**Task goal:** Express every line of the items below as a JSON list of strings, one string per line, leaving out blank lines.

(Coordinate labeling data)
⁂

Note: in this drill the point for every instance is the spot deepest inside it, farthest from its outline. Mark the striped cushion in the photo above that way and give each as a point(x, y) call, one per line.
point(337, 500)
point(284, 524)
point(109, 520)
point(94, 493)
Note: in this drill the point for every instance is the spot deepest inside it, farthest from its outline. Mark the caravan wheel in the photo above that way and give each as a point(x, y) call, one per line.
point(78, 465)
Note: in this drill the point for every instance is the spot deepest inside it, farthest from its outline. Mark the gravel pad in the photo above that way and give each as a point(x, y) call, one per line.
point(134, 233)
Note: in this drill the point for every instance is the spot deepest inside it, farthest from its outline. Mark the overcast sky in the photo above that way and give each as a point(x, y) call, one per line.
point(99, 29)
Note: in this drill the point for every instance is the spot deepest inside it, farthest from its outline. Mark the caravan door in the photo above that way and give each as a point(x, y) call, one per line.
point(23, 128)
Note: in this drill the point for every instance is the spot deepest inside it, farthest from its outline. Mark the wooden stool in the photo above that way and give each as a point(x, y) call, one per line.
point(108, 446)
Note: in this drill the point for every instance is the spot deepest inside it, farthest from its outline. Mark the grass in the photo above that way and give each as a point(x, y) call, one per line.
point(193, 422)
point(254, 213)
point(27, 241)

⁂

**Task output:**
[
  "Note: in this drill the point for every instance is the spot deepest inside it, farthest from its outline. Mark the striped cushion in the photo above that way and give each as a point(x, y) call, one per line.",
  "point(337, 500)",
  "point(284, 524)",
  "point(109, 520)",
  "point(94, 493)",
  "Note: in this drill the point for every instance is the spot deepest inside it, farthest from its outline. Mark the caravan wheel in the photo above that way and give each as a point(x, y) call, one per line.",
  "point(78, 465)",
  "Note: in this drill the point for every instance is the spot deepest inside it, farthest from its outline. Mark the gravel pad in the photo above that way and give each as a point(x, y) call, one per line.",
  "point(134, 233)",
  "Note: in this drill the point for every instance is the spot deepest inside it, farthest from its outline. Mark the overcast sky in the photo above that way and give each as a point(x, y) call, one per line.",
  "point(99, 29)",
  "Note: in this drill the point for every instance is the spot deepest inside it, farthest from its outline. Mark the caravan door in the photo above that way and give each as a point(x, y) call, one per line.",
  "point(23, 128)",
  "Note: in this drill the point for every instance is the spot deepest inside it, farthest from its outline. Mark the wooden stool in the photo above that way and give each as a point(x, y) call, one per line.",
  "point(108, 446)",
  "Note: in this drill the point for every instance is the spot deepest inside it, farthest from its outline. Mark the grass in the photo above that way and give each as a point(x, y) call, one per line.",
  "point(193, 422)",
  "point(254, 213)",
  "point(27, 241)"
]